In America we have a motivation problem : money. I’m not a communist. I love capitalism (I even love money), but here’s a simple fact we’ve known since 1962: using money as a motivator makes us less capable at problem-solving. It actually makes us dumber.
A number of years ago I watched a CEO make a long series of really bad decisions. He gutted his company of most of its long-term potential. It bothered me for years because I couldn’t understand why. This CEO is an intelligent, affable person. Let’s call his company “Company X”. I had several conversations with him over a five year period. He seemed like a good man for the job. His actions in the boardroom didn’t jibe with the person I thought I had talked with.
For confidentiality reasons I cannot provide details about Company X. I’ve talked personally with people who worked for this company and I believe what they’ve told me. Think of the following as a modern day parable. For the sake of litigious prudence, let me state that details of the story have been sufficiently altered as to claim, “All characters appearing in this work are fictitious. Any resemblance to real persons, living or dead, is purely coincidental.”
There was a lot of talk in the company cafeteria about the CEO’s incentivization package. If the company stock price were to hit a specified target and maintain it for a specified number of weeks, the CEO stood to gain serious remuneration. Sounded like a fine idea to me. He had to hit a target of perceived value and make it stick for a while. I’m sure the people who thought it up patted themselves on the back for it.

* _DATA SECTION_:
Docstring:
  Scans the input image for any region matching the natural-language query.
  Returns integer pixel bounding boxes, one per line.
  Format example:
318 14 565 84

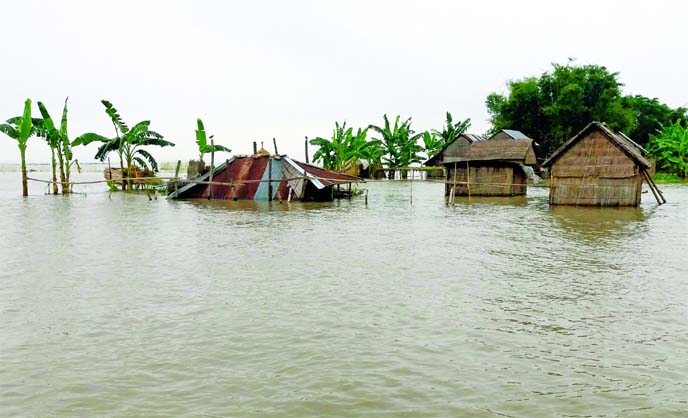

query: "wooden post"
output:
411 169 414 206
451 161 457 206
268 157 272 202
208 139 215 200
466 161 471 201
642 170 666 205
303 137 310 164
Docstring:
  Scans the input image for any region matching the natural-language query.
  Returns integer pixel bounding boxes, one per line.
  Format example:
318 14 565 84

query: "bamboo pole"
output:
411 170 415 206
466 161 471 202
304 137 310 164
268 157 272 202
642 170 666 205
644 170 666 204
451 161 457 206
208 139 215 200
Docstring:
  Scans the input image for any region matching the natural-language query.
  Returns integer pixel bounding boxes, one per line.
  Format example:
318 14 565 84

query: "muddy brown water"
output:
0 168 688 417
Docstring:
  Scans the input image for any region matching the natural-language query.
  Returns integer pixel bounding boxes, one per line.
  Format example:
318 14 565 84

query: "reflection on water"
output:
450 196 528 206
174 199 339 213
0 173 688 418
549 206 645 238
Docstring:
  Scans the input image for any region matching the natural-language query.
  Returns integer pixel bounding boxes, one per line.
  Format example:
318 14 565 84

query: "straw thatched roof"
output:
423 133 485 166
488 129 530 141
542 122 651 168
444 139 537 165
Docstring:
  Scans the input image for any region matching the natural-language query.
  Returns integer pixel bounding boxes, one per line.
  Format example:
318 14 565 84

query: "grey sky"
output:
0 0 688 162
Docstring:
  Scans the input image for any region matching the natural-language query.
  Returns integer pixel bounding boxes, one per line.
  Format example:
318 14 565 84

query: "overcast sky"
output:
0 0 688 162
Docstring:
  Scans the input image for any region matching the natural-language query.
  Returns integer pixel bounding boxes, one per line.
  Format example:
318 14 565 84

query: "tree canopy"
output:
486 64 686 157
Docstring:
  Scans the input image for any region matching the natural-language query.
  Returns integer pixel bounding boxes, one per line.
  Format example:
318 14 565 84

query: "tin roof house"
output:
168 152 361 201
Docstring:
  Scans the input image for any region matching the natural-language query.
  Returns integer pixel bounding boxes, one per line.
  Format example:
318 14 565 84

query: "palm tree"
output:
196 118 232 161
0 99 35 196
369 115 423 179
72 100 174 190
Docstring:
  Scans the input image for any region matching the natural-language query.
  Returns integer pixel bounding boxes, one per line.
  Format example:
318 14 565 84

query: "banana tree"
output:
428 112 471 147
423 131 446 158
196 118 232 161
72 100 174 190
38 98 79 194
647 119 688 179
369 115 423 179
310 122 384 171
0 99 35 196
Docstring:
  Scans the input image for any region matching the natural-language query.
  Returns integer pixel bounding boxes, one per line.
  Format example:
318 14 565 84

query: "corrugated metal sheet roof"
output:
171 155 361 200
291 160 361 186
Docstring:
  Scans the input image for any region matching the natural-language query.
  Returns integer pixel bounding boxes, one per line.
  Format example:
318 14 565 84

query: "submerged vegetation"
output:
310 122 384 171
647 119 688 179
35 98 79 194
0 99 35 196
0 60 688 196
196 118 232 161
74 100 174 190
310 112 470 178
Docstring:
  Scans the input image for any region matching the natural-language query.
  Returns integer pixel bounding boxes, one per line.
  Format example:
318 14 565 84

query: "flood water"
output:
0 168 688 417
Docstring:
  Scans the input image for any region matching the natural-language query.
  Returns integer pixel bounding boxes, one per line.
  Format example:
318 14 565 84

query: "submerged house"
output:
168 152 361 201
423 134 485 167
487 129 530 141
443 139 536 196
543 122 651 206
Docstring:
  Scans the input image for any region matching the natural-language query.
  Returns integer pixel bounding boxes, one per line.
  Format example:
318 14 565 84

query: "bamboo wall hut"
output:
423 134 485 167
168 152 361 201
543 122 651 206
443 139 536 196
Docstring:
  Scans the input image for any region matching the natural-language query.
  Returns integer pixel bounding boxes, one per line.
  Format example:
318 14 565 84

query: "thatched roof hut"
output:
543 122 651 206
487 129 530 141
444 139 536 196
423 134 485 167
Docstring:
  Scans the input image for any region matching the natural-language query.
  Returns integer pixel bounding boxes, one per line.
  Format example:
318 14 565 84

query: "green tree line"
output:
486 64 687 158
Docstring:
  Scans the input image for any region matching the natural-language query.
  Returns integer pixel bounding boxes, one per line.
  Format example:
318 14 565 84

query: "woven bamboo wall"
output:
549 131 642 206
445 163 527 196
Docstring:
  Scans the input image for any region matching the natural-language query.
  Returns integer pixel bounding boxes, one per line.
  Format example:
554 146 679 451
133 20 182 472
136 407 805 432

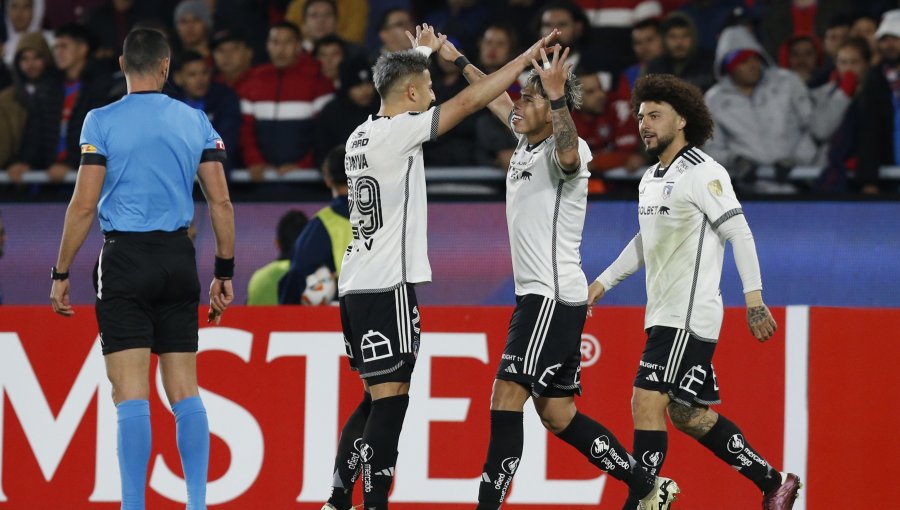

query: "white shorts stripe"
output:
663 329 687 383
525 297 556 375
523 298 548 373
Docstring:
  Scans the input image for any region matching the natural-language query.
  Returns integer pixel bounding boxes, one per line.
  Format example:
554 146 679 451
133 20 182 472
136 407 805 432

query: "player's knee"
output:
668 402 705 434
491 379 530 411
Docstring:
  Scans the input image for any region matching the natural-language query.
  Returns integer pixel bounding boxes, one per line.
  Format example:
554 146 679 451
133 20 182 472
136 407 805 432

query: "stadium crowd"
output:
0 0 900 195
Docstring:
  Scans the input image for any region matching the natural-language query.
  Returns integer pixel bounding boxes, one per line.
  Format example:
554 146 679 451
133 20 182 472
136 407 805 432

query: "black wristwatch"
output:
50 266 69 281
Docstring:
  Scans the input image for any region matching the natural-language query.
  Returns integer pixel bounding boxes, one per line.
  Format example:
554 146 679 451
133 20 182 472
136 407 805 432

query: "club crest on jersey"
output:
663 181 675 200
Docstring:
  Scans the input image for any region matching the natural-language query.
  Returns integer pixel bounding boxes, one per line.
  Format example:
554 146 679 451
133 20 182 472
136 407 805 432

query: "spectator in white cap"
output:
175 0 212 58
856 9 900 193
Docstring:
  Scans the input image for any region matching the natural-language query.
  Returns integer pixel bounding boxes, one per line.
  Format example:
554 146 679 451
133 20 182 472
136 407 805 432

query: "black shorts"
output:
94 230 200 354
340 283 421 385
634 326 722 407
497 294 587 397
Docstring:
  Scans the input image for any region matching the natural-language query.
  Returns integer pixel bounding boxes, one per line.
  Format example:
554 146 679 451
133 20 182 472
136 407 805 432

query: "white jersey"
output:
338 106 440 296
506 129 592 305
638 146 743 342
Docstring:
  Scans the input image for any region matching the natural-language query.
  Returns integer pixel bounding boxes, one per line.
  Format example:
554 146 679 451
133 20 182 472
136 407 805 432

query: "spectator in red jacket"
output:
572 65 647 188
212 30 253 92
238 22 334 181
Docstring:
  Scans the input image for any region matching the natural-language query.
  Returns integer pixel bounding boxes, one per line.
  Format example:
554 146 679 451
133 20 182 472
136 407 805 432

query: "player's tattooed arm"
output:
745 290 778 342
531 46 581 173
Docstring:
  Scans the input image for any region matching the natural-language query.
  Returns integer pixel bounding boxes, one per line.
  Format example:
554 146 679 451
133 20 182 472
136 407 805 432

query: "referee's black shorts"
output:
94 229 200 354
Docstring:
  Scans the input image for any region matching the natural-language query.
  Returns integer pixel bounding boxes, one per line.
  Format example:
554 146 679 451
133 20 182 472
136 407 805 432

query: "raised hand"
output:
531 45 574 99
437 33 462 62
406 23 447 51
747 304 778 342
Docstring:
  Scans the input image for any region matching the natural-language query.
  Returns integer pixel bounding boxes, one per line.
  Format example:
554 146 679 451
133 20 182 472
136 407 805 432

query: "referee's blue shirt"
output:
81 92 225 232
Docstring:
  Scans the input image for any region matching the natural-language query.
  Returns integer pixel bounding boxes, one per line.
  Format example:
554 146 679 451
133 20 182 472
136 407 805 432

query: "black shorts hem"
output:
354 360 413 386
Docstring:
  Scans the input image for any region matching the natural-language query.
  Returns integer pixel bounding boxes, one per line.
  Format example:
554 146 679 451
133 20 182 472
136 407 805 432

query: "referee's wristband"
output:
213 257 234 280
453 55 471 72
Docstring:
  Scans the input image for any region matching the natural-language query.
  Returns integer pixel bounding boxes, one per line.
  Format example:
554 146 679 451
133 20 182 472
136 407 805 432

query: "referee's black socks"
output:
557 412 656 499
699 414 781 493
359 395 409 510
477 410 525 510
328 392 372 510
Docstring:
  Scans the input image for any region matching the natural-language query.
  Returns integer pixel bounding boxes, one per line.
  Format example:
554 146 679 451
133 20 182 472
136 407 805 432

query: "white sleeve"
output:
597 232 644 292
717 214 762 294
391 105 441 150
688 164 743 229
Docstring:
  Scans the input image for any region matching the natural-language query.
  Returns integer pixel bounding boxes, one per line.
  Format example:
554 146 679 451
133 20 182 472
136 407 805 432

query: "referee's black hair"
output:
631 74 713 147
122 28 170 74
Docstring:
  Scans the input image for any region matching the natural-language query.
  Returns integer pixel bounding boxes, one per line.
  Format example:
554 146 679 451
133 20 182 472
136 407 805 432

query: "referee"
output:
50 29 234 510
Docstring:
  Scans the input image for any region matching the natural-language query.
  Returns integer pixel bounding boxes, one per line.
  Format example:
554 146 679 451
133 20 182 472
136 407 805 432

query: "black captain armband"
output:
453 55 471 72
200 149 227 163
213 257 234 280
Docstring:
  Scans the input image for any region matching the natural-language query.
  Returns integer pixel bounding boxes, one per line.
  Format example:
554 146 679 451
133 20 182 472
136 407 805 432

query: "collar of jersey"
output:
653 144 694 179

* _CHALLENGE 1_:
In the passage about money as a motivator, take everything from "A number of" down to "had talked with." and write it out again, replacing "boardroom" with "meeting room".
* _CHALLENGE 2_:
According to the passage about money as a motivator, since what year has it been known that using money as a motivator makes people less capable at problem-solving?
The entries were taken from a separate source.

* _EXERCISE OUTPUT 1_:
A number of years ago I watched a CEO make a long series of really bad decisions. He gutted his company of most of its long-term potential. It bothered me for years because I couldn’t understand why. This CEO is an intelligent, affable person. Let’s call his company “Company X”. I had several conversations with him over a five year period. He seemed like a good man for the job. His actions in the meeting room didn’t jibe with the person I thought I had talked with.

* _EXERCISE OUTPUT 2_:
1962